**PROBLEMS:**
1 - Transcribe the passage of the GTO collision thread from "Woudlt the body" up to and including "its cheaper too.".
2 - In the GTO collision thread, how many miles did Borsig's car have on it when it was hit?

# Some one just ran into my new GTO



## Borsig (Jan 30, 2006)

Well, didnt take someone long. Some idiot in a POS busted up neon just planted himself into my front fender from the side. Damage isnt TOO bad from what I can see.. Ruined the fender and the right side of the front facia. Whell may have to be replaced as it has been scuffed pretty bad. My steering wheel is also off about 90 degress to the right. Im guessing a bent tie rod or he at least knocked the alliment out pretty bad... Looks like the wheel and fender took most of the impact.

I wonder how available these parts are?

Woudlt the body shop use a front SAP instead of the original facia? Probably easier for them to get, and I wanted one anyway.. I would bet its cheaper too.

Anyone have experience with GTO damage like this

Man am I hot.... Car doesnt even have 500 miles on it yet...


----------



## C5ORGTO (Dec 30, 2004)

I'd be pi$$ed. Good luck in getting it fixed quick. You'll be crazy until you do, but a car can be fixed.


----------



## BigNick (Jan 7, 2005)

That sucks. I think the police would have to cuff me at the scene to keep me from beating the snot out of the other driver. But that still would leave my legs free to kick his ass.

Might be a good idea to get your camber checked BEFORE any repairs take place, in order to determine if there is more alignment damage than just the steering wheel being off-center (toed way in). If you have extra negative camber on the "hit" side, your spindle or control arm might be bent, or the strut tower pushed inwards. It all depends on the location of the impact.


----------



## baron_iv (Nov 17, 2005)

I generally do a good job of controlling my bad temper, but I suspect that if someone hit my GTO, I'd be very inclined to do something stupid. 
I actually had this happen to me on another vehicle, I had owned the truck for THREE days whenever some no-driving uh...woman (I almost forgot that this was a family forum) was running her fat mouth on the phone instead of watching where she was going, so she rear-ended me at 40 mph...which pretty much destroyed the rear end of the truck. However, that wasn't the worst part...she had no insurance...and of course no money. "pissed" was an understatement for how I felt.
Anyway, make sure that your GTO looks, handles and runs the same as it did before you sign off and take re-delivery of the car. I'd take it to the best body shop in town to make sure of all those things are PERFECT. Good Luck.


----------



## Wing_Nut (Mar 6, 2005)

That sucks! I know how you feel. I had about 2K miles on mine when I zipped into a Walmart for about 5 minutes (literally). And yes, I parked in a remote area of the parking lot with no cars around me. Well, some hillbilly from East Nowhere PA managed to ram a shopping cart into the rear quarter on the passenger side. I only had some minor sheet metal damage but it still pi$$ed me off. There is no shortage of stupid a$$holes in this world. 

You'd think these losers with no money and no insurance would be extra careful because that car they are driving can't be easily replaced. But, then again, that's why they're losers.

Good luck with repairs.


----------



## Borsig (Jan 30, 2006)

Yes, Im very worried about the suspension. The wheel took alot of the impact I think.. Its evident in the steering wheel being turned 90 degrees to the right (impact side)


----------



## baron_iv (Nov 17, 2005)

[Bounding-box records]
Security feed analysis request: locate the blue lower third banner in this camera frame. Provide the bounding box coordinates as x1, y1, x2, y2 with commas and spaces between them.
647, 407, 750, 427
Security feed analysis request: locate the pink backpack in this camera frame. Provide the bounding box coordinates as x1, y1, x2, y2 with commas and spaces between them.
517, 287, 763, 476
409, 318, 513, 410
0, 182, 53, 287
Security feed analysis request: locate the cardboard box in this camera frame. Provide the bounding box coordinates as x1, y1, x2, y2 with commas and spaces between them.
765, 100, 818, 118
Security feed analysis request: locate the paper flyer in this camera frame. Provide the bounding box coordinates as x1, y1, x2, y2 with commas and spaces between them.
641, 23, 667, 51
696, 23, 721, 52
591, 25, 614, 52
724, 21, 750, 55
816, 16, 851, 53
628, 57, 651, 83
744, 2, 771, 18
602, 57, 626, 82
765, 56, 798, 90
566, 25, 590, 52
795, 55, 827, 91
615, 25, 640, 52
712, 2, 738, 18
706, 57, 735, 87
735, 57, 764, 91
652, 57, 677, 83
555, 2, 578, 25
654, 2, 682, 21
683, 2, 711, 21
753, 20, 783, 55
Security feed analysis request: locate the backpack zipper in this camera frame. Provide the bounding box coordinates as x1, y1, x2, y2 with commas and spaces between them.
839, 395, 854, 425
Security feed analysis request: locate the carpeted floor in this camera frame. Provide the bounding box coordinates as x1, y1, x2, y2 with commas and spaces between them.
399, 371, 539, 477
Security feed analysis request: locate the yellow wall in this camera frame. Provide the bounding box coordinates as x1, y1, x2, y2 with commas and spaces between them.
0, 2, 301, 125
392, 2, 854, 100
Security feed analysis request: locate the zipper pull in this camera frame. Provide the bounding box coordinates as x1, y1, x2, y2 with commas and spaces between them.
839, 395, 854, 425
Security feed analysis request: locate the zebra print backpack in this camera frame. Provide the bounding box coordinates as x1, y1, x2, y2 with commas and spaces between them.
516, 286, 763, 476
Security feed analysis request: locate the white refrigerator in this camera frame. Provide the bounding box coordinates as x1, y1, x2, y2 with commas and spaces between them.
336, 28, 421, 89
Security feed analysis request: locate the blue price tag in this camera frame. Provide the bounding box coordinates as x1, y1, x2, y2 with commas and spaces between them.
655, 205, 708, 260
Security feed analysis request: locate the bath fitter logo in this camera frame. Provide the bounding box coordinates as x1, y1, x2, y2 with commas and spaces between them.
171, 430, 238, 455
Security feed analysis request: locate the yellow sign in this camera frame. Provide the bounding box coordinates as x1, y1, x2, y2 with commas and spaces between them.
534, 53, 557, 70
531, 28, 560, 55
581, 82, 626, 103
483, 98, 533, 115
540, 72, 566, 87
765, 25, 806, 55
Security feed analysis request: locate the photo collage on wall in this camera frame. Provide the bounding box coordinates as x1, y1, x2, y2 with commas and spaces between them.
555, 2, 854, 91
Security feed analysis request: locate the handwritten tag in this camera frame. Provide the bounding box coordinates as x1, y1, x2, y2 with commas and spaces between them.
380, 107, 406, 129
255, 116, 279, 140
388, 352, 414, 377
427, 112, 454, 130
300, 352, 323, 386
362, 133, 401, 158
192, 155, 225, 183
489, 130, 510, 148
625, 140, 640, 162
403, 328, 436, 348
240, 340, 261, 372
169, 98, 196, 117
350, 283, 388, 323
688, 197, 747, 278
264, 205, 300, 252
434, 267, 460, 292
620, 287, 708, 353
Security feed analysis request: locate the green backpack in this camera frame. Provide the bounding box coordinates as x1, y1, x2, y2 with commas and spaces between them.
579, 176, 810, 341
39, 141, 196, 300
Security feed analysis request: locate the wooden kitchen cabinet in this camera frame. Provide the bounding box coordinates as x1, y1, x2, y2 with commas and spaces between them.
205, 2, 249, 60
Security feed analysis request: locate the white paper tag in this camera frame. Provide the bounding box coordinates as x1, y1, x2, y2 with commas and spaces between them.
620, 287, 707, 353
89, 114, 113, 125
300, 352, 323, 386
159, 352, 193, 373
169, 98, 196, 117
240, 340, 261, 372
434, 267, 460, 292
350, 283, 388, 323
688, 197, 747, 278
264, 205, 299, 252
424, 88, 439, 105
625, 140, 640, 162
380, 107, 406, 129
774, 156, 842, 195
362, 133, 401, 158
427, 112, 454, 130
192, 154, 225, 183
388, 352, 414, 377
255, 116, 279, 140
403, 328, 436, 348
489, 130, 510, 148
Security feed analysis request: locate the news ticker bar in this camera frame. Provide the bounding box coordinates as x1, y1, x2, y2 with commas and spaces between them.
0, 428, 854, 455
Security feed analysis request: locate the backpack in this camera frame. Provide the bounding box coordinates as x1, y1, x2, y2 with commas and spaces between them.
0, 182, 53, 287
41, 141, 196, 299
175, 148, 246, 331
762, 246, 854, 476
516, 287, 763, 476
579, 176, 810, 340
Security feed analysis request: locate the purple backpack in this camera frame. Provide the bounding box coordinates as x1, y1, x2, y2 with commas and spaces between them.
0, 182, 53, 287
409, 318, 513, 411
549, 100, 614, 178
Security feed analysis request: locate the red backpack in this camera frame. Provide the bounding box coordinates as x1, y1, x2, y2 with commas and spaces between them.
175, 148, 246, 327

**ANSWERS TO THE EXERCISES:**
1 -
Woudlt the body shop use a front SAP instead of the original facia? Probably easier for them to get, and I wanted one anyway.. I would bet its cheaper too.

2 - It did not yet have 500 miles on it.